Rows of the object pointing dataset>
■ ■ ■ ■
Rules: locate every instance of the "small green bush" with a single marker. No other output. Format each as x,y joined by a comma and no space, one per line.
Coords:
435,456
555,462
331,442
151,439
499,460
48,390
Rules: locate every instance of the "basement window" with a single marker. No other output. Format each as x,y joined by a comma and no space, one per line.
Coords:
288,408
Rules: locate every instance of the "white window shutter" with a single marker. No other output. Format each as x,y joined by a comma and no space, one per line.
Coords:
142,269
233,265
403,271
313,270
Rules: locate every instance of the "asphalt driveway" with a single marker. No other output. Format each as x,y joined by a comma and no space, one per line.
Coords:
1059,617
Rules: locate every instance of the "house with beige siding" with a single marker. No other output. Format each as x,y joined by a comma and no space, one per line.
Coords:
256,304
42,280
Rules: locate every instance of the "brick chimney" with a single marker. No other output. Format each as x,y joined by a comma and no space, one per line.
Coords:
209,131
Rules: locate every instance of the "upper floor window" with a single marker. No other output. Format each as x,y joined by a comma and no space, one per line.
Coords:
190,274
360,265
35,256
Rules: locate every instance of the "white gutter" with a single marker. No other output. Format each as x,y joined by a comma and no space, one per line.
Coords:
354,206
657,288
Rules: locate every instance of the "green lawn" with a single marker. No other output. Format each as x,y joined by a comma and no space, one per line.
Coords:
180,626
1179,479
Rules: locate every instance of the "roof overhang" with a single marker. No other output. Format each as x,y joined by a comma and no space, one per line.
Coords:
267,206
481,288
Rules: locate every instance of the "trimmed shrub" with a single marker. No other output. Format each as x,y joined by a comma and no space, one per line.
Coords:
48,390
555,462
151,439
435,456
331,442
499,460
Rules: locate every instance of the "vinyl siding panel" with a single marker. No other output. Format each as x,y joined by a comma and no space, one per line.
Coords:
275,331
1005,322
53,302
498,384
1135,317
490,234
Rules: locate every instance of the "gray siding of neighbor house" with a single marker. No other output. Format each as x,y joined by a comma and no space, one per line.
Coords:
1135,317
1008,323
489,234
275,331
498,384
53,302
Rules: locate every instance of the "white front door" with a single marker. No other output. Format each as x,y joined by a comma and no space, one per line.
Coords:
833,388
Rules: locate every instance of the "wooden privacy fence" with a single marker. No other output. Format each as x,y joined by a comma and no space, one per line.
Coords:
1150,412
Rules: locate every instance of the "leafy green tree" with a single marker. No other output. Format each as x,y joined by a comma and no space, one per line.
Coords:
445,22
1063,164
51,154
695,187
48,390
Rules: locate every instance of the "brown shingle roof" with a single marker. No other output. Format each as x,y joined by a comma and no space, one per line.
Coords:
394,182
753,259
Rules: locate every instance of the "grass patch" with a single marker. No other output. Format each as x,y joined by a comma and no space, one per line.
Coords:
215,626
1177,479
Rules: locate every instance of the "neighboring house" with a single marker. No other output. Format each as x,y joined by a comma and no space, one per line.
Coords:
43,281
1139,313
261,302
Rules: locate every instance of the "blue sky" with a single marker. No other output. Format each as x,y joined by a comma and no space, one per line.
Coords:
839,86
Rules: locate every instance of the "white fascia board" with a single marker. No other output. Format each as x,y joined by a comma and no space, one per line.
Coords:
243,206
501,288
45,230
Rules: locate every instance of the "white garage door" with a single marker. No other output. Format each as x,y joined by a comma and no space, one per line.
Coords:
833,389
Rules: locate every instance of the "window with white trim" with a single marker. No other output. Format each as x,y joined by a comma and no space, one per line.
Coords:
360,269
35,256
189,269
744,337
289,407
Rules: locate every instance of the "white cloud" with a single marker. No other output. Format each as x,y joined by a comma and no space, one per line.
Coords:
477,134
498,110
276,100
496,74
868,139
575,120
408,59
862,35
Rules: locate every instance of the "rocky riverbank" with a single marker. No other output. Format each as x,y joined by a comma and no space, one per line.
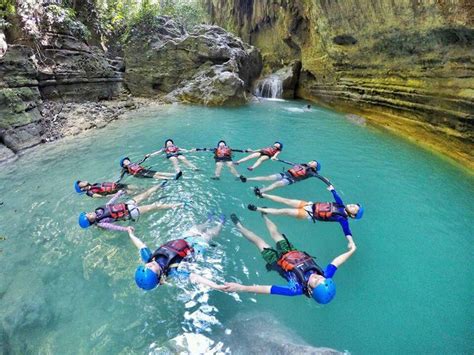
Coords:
55,82
406,66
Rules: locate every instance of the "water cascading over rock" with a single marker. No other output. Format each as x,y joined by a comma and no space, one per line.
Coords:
269,87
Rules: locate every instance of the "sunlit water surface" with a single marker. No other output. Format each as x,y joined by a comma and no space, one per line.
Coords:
408,288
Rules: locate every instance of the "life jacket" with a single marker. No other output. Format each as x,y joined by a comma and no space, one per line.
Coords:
300,263
117,212
224,152
171,250
104,188
172,149
270,151
299,172
325,210
134,168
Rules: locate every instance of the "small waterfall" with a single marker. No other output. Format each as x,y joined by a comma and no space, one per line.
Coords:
271,87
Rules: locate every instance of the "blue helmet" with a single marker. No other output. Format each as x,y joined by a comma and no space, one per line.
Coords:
83,221
360,213
145,278
122,160
325,292
77,187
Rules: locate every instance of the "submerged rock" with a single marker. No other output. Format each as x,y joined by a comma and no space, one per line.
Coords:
207,65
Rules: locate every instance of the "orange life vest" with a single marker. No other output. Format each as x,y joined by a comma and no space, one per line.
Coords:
118,211
298,171
223,152
270,151
134,168
172,149
104,188
300,263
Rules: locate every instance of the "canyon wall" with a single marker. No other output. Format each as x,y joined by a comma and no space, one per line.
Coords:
406,65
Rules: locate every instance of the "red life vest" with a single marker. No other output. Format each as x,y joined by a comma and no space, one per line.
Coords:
300,264
118,211
171,250
270,151
134,168
172,149
299,172
104,188
224,152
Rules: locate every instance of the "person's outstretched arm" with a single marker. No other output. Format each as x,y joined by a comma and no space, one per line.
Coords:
115,197
341,259
154,153
337,198
195,278
122,174
236,287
■ ■ ■ ■
PROBLEM REQUIREMENTS>
Count the lines in the rows above that contain the word "vest". Reply with the number alone.

EXERCISE OUTPUT>
2